- YOUR OBJECTIVE: Copy out the material again, from the line with "Q. Locate the wooden" to the line with "pixel 25 252", both included.

------------------------------

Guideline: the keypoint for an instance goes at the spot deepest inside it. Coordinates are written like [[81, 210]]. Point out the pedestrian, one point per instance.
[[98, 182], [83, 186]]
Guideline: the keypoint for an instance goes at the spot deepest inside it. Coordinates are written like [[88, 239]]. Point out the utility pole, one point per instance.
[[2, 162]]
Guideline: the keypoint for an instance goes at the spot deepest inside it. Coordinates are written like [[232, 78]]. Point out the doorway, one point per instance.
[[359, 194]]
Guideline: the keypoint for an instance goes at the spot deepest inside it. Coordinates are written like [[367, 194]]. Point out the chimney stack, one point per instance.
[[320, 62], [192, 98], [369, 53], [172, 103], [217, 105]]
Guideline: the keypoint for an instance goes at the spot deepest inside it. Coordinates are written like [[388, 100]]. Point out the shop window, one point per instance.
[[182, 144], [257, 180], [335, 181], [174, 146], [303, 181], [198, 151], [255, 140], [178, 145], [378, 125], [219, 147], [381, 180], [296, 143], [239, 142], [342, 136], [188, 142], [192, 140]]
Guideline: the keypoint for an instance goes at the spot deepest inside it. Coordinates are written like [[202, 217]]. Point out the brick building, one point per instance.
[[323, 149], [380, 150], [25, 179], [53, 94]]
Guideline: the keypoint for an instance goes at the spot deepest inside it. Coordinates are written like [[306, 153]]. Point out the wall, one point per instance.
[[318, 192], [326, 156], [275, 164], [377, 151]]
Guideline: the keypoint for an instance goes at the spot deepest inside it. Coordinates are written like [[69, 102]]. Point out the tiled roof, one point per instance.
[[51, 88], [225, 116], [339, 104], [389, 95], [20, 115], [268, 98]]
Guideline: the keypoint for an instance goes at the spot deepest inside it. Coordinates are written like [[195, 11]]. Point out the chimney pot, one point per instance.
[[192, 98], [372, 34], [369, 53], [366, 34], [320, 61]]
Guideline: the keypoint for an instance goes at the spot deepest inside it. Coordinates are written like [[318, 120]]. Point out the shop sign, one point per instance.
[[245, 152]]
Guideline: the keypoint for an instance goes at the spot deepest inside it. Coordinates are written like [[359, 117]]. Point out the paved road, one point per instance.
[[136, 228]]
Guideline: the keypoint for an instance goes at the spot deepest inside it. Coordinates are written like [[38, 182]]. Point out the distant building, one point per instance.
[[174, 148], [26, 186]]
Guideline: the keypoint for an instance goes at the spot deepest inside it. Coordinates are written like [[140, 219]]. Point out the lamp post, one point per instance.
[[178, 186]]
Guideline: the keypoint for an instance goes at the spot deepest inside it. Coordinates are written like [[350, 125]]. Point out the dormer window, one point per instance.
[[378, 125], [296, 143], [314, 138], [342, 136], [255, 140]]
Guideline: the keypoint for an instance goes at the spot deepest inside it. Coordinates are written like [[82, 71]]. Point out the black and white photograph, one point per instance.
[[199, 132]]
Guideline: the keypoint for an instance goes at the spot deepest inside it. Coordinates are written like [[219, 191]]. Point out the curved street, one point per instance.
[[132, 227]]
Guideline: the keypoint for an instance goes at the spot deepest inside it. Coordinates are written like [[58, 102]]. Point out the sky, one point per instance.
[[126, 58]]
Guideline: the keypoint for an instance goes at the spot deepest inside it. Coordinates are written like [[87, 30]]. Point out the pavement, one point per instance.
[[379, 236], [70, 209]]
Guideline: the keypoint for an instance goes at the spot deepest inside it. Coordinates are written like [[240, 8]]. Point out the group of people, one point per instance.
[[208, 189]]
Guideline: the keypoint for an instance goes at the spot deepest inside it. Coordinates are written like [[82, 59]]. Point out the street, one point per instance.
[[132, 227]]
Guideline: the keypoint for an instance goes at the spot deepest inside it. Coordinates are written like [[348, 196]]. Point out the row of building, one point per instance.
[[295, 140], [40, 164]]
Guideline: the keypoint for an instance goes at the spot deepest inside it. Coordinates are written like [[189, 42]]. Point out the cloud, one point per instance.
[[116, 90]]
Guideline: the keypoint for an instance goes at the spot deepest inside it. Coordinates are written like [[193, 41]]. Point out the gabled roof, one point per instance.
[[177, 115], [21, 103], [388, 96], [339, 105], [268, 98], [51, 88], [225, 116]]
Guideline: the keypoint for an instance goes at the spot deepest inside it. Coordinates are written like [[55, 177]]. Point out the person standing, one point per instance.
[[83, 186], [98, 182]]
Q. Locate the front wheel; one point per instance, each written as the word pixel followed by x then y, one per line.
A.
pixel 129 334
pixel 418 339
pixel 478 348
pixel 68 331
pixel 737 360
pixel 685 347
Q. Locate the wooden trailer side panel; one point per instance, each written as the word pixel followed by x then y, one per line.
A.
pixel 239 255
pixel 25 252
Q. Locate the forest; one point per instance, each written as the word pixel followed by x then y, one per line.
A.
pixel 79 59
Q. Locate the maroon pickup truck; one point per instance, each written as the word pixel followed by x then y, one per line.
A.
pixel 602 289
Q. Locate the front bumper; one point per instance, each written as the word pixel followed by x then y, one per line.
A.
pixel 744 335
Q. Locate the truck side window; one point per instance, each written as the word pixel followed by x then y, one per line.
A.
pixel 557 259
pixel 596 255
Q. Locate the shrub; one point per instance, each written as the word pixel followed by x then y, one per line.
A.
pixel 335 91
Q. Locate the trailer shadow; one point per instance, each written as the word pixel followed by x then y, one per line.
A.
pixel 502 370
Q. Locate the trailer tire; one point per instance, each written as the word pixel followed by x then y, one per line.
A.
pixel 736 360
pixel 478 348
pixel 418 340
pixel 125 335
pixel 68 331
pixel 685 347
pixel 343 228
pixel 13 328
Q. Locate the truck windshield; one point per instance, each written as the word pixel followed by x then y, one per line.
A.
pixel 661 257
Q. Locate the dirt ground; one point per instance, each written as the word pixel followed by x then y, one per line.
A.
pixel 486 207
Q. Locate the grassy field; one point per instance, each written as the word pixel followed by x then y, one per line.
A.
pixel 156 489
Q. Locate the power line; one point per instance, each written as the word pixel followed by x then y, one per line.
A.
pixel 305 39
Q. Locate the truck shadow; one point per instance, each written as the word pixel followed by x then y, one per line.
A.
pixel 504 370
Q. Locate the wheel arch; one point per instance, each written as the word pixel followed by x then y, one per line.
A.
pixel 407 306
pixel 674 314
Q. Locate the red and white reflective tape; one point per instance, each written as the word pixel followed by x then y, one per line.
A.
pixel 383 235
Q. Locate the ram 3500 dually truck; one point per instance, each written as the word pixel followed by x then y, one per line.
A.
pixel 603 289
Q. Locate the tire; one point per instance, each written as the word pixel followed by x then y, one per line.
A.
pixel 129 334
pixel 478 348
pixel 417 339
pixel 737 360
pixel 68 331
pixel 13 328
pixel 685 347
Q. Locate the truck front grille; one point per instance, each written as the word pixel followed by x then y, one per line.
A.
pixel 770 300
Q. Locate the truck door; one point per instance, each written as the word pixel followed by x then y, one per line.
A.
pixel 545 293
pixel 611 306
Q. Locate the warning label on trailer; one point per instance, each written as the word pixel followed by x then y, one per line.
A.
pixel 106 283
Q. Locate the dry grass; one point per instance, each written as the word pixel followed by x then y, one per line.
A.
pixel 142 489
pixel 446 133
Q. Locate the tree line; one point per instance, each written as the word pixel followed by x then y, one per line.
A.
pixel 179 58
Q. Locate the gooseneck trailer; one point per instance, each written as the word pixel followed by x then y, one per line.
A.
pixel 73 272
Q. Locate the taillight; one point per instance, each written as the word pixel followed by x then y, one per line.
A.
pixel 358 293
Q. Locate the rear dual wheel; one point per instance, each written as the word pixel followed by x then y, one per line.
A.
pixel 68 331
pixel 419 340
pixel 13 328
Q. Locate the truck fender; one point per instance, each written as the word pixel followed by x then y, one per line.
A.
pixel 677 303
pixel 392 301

------------------------------

- FULL SOLUTION:
Q. Locate the wooden trailer side panel; one point per instance, each written as the word pixel followed by x then y, one per line.
A.
pixel 239 255
pixel 25 252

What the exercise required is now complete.